§ Task to complete: Write out the records below once more, exactly as they stand.
# START OF Extracted records
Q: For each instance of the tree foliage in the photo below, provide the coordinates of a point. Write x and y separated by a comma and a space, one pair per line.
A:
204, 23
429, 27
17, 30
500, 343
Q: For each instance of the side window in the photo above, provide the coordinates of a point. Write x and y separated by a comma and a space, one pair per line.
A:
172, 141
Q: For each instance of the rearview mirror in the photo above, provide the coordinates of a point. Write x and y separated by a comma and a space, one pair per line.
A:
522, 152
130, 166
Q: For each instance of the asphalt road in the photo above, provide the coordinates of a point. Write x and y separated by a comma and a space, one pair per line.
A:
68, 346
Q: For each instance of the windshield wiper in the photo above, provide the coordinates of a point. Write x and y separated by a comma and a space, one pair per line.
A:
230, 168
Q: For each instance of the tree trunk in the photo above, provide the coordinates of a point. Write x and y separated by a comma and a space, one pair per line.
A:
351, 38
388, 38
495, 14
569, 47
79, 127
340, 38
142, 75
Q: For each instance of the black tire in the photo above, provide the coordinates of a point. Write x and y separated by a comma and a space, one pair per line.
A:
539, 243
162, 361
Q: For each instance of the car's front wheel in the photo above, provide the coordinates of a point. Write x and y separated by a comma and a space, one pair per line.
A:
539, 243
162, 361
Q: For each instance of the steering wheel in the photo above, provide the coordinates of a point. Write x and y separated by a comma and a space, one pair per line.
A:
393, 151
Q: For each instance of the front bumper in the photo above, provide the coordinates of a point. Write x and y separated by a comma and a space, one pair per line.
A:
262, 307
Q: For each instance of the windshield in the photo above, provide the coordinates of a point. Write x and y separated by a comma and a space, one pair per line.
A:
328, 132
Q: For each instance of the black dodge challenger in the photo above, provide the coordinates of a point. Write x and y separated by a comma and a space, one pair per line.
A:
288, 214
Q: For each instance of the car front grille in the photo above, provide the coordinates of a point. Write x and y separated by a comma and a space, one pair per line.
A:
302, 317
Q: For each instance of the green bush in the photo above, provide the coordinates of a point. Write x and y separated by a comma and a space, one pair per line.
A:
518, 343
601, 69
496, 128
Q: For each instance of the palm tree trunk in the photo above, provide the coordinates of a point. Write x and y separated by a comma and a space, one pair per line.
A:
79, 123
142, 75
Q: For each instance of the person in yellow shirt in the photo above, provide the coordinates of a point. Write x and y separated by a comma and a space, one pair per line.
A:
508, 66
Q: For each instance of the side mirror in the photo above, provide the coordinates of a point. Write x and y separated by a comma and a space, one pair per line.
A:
# END OF Extracted records
§ Solution:
Q: For each instance of the tree foliage in the photo below, provide the coordinates of a point. Write x and y separated by a comma and a space, one pair per line.
A:
204, 23
429, 27
17, 30
500, 343
Q: For each instance of the side window in the photo above, provide the coordinates of a point. Write x and y separated by a comma and a space, one pair per line.
A:
172, 141
Q: For each instance of the rearview mirror in the photo above, provide the coordinates of a point. Write x and y separated by a comma and a space, one pair per line.
A:
522, 152
130, 166
Q: For each instance of the asphalt road in the photo above, provide the coordinates of a point. Write x and y separated by a comma and a space, one pair per line.
A:
68, 346
Q: For each instance of the windshield wiper in the photo above, provide the coordinates of a point. Write x and y separated by a comma and a space, one pair per line.
A:
230, 168
Q: For each instance of the tree trunk in the photo above, provide the coordinates of a point. Write x and y separated by a comma and a space, one pair per line.
A:
351, 38
388, 38
495, 14
569, 47
79, 127
340, 38
142, 75
Q: For each instance of the black tire in the photo above, provide the coordinates of a point. Write x and y separated by a comma and a space, one pair per line.
A:
539, 243
162, 361
Q: For each instance of the car's front wheel in the photo above, provide the coordinates of a point. Write x and y separated by a comma and a space, one pair per line.
A:
539, 243
162, 361
Q: For each instance of the steering wheel in the photo above, provide the coordinates of a point. Write x and y separated by a comma and a space, one pair per line.
A:
393, 151
Q: For each instance of the front bumper in the photo above, provide the coordinates of a point. Write x and y separated by a comma and a space, one pair per line.
A:
262, 307
Q: For each instance of the windshield in the photo above, provide the coordinates of a point. Write x and y separated by a comma and a space, one pair per line.
A:
328, 132
Q: For each instance of the black dodge challenger in the photo above, provide the coordinates of a point. Write x and y separated by a comma and a space, one pair per line.
A:
288, 214
Q: For each instance of the car front grille in the photo above, provide the coordinates of a point. Write x and y separated by a comma and a space, one pair per line.
A:
302, 317
Q: For each instance of the green bush in the photo above, provide the coordinates of a point. Write x and y separated by a comma and a space, one pair per line.
A:
518, 343
601, 69
496, 128
Q: For each instance of the palm tree trunk in the photo above, provide the coordinates of a point. Write x and y separated by a comma and a space, one pair per line.
A:
79, 123
142, 75
Q: For each instance of the person in yellow shirt in the photo above, provide the coordinates of a point. Write x and y separated by a comma and a space, one pair per line.
A:
508, 66
Q: For each instance of the side mirror in the photo above, provide the coordinates of a point. Write x and y separated by a comma and a space, one pair per line.
A:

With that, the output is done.